## [Task brief]
Rewrite the part of the records that opens with the line containing "point_to SHOULD mark one point per instance of the green" and closes with the line containing "pixel 25 34", swapping "green foliage" for "green leaves" and changing nothing else. Give only those lines.

## [Supplied records]
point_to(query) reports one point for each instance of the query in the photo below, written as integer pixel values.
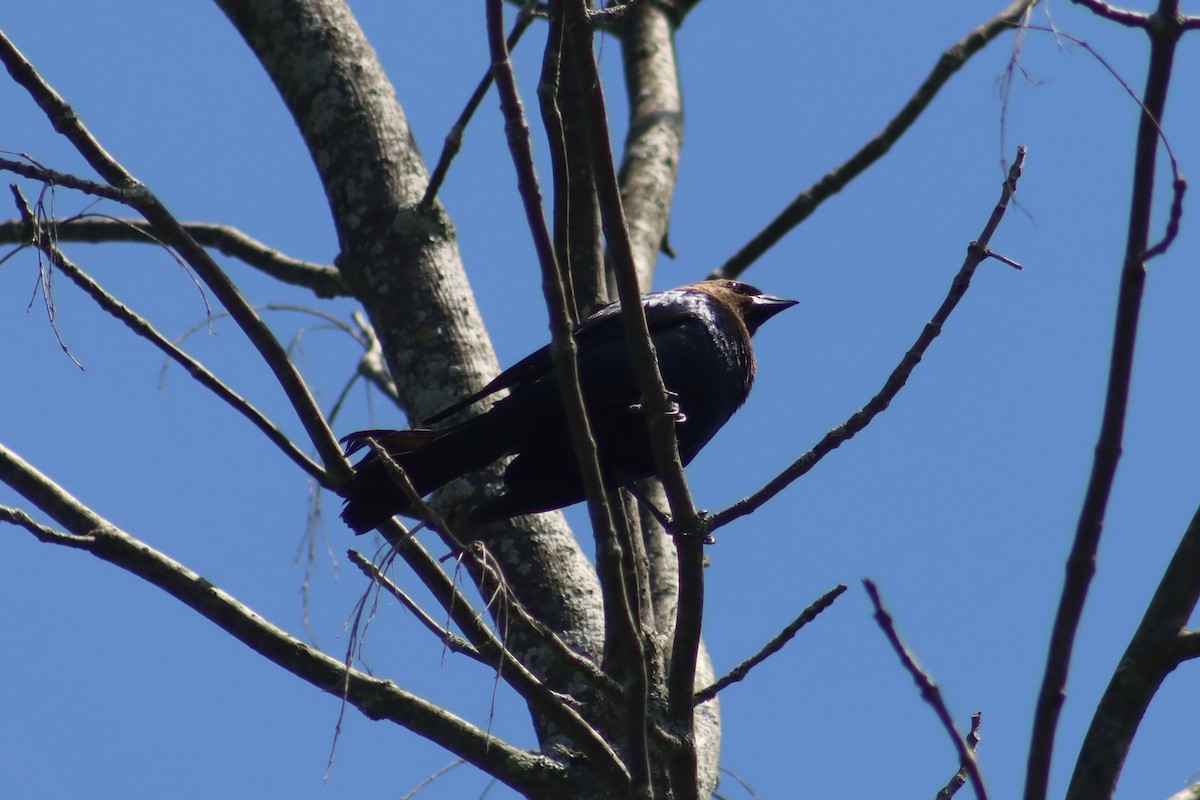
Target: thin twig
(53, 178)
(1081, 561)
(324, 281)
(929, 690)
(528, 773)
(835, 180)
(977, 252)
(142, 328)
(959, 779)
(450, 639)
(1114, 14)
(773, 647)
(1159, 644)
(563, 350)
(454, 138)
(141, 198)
==
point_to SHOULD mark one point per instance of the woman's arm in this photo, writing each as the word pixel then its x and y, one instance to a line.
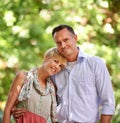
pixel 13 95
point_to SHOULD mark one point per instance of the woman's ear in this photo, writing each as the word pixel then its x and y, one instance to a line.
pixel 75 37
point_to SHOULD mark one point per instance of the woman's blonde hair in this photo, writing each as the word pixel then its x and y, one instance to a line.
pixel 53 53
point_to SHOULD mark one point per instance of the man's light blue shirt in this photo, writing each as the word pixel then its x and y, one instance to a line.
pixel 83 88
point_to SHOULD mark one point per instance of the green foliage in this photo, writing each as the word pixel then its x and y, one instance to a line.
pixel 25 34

## [Written answer]
point_to SHOULD mark one point per instance of the green leaves in this photo, writing each as the word pixel then its x and y, one instance to a line.
pixel 25 34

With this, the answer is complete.